──────── DOCUMENT SECTION

Paul I. Barton

Department of Chemical Engineering

Massachusetts Institute of Technology

Cambridge, MA 02139

Many engineering applications call for the open loop optimization of a discontinuous (or hybrid) dynamic system. Examples include thedesign of operating procedures for process start-up, shut-down and changeovers, the design of emergency shut-down systems, or the optimal design of inherently dynamic processes such as those operated in a batch, semi-continuous and/or periodic manner. The most intriguing class of problems are those in which the optimal trajectories are characterized by a sequence of switches and/or jumps at events, some of which are dependent on the state of the system satisfying certain conditions (state or implicit events), and it is necessary to search over several alternative sequences of events to find the optimal one.

The potential of numerical optimization procedures to make optimal sequencing decisions in hybrid dynamic systems is explored. A general formulation of the hybrid optimal control problem is presented. However, the classical optimality conditions for such problems provide no guidance on how to find the optimal sequence. Instead, we develop novel existence and uniqueness results for the parametric sensitivity functions of hybrid dynamic system. These results show that parameter optimization of hybrid dynamic systems (including sequencing decisions) is in general nonsmooth, but also smooth in many important cases. Such parameter optimization problems may also be used to approximate optimal control problems numerically. For illustration, the design of a minimum time changeover operation for a pressure vessel avoiding the formation of explosive mixtures is considered. Results show that a direct stochastic search procedure can indeed make the sequencing decisions automatically given merely a statement of the system model and the path and point constraints. In closing, progress on more systematic approaches to the solution of the resulting nonsmooth optimization problems will be discussed.

────────────────

WORK TASK: Can you transcribe the abstract on hybrid dynamic system optimization above, everything from "Department of Chemical" down to "the optimal one."?

──────── DATA SUPPLIED

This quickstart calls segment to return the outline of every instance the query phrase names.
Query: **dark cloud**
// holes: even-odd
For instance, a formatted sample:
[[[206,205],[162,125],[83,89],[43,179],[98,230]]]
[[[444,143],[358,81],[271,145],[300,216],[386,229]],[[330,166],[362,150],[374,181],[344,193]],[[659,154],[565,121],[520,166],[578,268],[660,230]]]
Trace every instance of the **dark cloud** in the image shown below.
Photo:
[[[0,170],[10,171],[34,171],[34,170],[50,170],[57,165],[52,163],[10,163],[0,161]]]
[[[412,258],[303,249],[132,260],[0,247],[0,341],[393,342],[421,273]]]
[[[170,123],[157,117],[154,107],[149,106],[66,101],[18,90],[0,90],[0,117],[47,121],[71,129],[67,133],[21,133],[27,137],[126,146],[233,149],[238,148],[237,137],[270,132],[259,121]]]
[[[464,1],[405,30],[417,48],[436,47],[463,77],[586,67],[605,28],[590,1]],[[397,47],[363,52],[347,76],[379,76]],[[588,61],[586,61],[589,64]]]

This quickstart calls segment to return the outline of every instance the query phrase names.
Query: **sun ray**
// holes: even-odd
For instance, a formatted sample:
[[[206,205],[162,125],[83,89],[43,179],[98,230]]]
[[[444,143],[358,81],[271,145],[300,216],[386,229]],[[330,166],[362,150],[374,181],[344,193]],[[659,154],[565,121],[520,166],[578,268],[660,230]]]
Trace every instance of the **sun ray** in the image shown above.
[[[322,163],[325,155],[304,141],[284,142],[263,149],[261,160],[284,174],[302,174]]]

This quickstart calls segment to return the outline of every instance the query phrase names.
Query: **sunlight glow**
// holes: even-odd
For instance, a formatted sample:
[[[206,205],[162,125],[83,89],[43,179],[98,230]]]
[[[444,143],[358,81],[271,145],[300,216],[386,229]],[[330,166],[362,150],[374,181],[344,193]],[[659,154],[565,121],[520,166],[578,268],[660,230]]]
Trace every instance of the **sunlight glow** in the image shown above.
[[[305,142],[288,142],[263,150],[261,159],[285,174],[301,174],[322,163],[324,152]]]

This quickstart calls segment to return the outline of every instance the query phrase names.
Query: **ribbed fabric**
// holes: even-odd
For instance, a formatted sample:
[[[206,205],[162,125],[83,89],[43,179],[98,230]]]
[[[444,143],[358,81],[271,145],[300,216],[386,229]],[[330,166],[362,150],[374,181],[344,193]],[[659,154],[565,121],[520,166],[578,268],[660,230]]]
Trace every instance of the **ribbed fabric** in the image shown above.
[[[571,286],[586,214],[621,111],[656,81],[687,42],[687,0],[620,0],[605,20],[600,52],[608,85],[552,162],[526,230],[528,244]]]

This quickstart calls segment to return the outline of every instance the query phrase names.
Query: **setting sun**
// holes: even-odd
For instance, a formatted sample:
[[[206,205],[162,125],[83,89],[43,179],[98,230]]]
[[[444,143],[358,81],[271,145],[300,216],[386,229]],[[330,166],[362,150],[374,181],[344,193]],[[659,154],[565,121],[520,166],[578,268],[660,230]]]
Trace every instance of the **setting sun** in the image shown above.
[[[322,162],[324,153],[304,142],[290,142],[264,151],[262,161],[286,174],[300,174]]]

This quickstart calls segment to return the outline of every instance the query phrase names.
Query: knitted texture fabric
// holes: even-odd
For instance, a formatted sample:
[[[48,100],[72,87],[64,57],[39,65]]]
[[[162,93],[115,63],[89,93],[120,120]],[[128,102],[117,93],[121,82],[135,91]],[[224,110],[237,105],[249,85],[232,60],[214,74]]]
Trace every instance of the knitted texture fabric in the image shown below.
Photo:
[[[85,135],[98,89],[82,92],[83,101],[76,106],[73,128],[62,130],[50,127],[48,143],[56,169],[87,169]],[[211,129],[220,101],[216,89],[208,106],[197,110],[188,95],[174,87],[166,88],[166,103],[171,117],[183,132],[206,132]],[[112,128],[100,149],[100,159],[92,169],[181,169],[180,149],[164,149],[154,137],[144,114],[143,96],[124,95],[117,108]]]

────────────────

SOLUTION TO THIS EXERCISE:
Department of Chemical Engineering

Massachusetts Institute of Technology

Cambridge, MA 02139

Many engineering applications call for the open loop optimization of a discontinuous (or hybrid) dynamic system. Examples include thedesign of operating procedures for process start-up, shut-down and changeovers, the design of emergency shut-down systems, or the optimal design of inherently dynamic processes such as those operated in a batch, semi-continuous and/or periodic manner. The most intriguing class of problems are those in which the optimal trajectories are characterized by a sequence of switches and/or jumps at events, some of which are dependent on the state of the system satisfying certain conditions (state or implicit events), and it is necessary to search over several alternative sequences of events to find the optimal one.